QUÉ HARÁS
Sigue escribiendo el texto sobre la conspiración de 1869 en el Seminario de Sigüenza a partir de su última frase.

El odio de la burguesía y el terror al que fueron sometidas las clases populares provocaron su total destrucción: hoy no queda ni un sólo ejemplar de ese periódico obrero.

En 2007 recuperamos La Alcarria Obrera para difundir textos fundamentales y originales de la historia del proletariado militante, con especial dedicación al de Guadalajara, para que sirvan de recuerdo histórico y reflexión teórica sobre las bases ideológicas y las primeras luchas de los trabajadores en pos de su emancipación social.

8 de mayo de 2022

Sentencia del proceso del Seminario de Sigüenza en 1869

Aunque gusta de presentarse como una religión de paz, lo cierto es que el cristianismo tiene una larga tradición de clérigos belicosos en defensa de los intereses de la Iglesia o de sus privilegios particulares sobre las conciencias particulares o los bienes terrenales. Sin necesidad de retroceder hasta las órdenes de monjes-soldado, en los dos últimos siglos ha habido clérigos con las armas en la mano en todos los muchos conflictos civiles que hemos sufrido los españoles. Sin llegar a los extremos de crueldad y falta de caridad cristiana de la Guerra Civil española, durante la Tercera Guerra Carlista fueron muchos quienes en Guadalajara desde el estamento eclesiástico animaron a la insurrección o, incluso, llegaron a empuñar las armas, en la estela del famoso canónigo seguntino Vicente Batanero. En 1869, recién estrenado el nuevo régimen democrático, fue descubierta una conspiración con epicentro en el Seminario de Sigüenza; a pesar de las hipócritas protestas del canónigo Pedro Andrés de la Peña en carta dirigida al periódico carlista La Esperanza que las publicó en su número del 7 de junio de 1869 y de la sentencia benévola del juicio al que fueron sometidos los implicados, y que reprodujo el también carlista El Pensamiento Español el 10 de junio de 1870, lo cierto es que el clero diocesano de Sigüenza hizo todo lo posible por alentar el enfrentamiento fratricida que estalló, finalmente, en febrero de 1872 con la activa participación de los ahora implicados, como Isidoro Ternero Garrido. Reproducimos ambos documentos dignos de la tierra de Caín.

EXTRACTO DE DATOS

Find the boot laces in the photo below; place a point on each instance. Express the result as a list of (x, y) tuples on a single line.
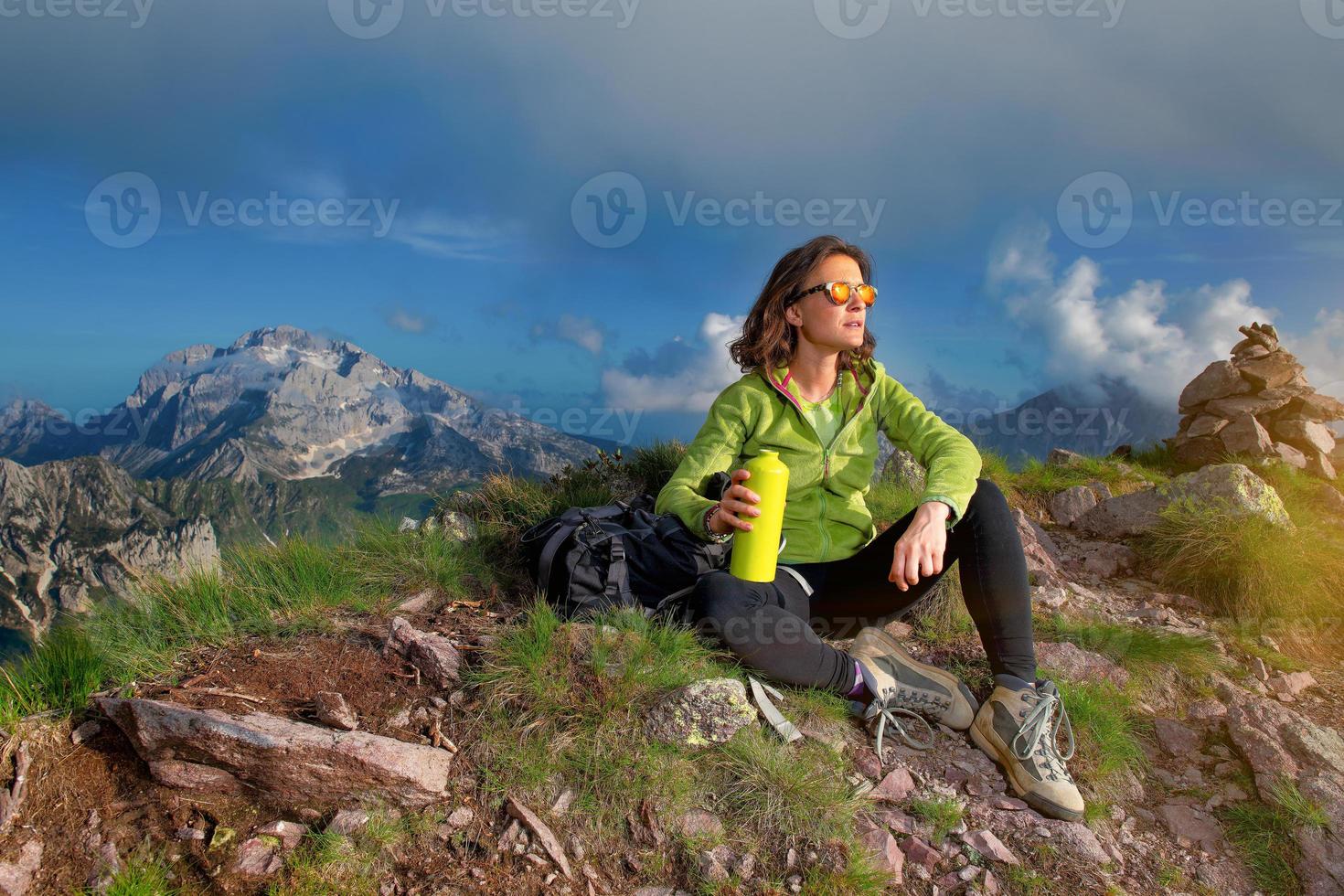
[(1040, 730), (892, 709)]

RESPUESTA
1º Considerando que el delito que en esta causa se persigue debe calificase de conspiración para perpetrar el de rebelión, no siendo admisible la excepción alegada por la defensa de D. Joaquín García Muñoz y consorte de que estos usaron del derecho de asociación pacifica, concedido por la Constitución del Estado, porque no puede apreciarse lógica ni legalmente como asociación pacifica la que tuvo por objeto la adquisición de armas, municiones y otros efectos de guerra, con el propósito confesado por los mismos procesados de sostener la causa carlista en el terreno de la fuerza, lo que constituye esencialmente el delito de conspiración que, respecto a la mayor parte de los procesados, es de más gravedad por su carácter sacerdotal.

2° Considerando que D. Joaquín García Muñoz y D. Juan Manuel Floria están confesos y convictos de autores del expresado delito y que respecto al reo prófugo D. Isidoro Ternero, aparecen en la causa méritos bastantes para adquirir, según las reglas ordinarias de la crítica racional del conocimiento de su criminalidad, como autor del mismo delito, sin que en su comisión concurran circunstancias atenuantes ni agravantes. Considerando que D. Pedro Herranz y D. Julio Jiménez, D. Miguel Gálvez, don Pascual Peña y el reo prófugo D. Alejo Izquierdo, aparecen los cuatro primeros sustancialmente confesos y convictos, y el último plenamente convicto de cómplice en el referido delito de conspiración.

3º Considerando respecto a Manuel Anteportamlatinam, que si bien no resultan del proceso méritos suficientes para adquirir el convencimiento racional de su culpabilidad, tampoco ha conseguido justificar cumplidamente su inocencia.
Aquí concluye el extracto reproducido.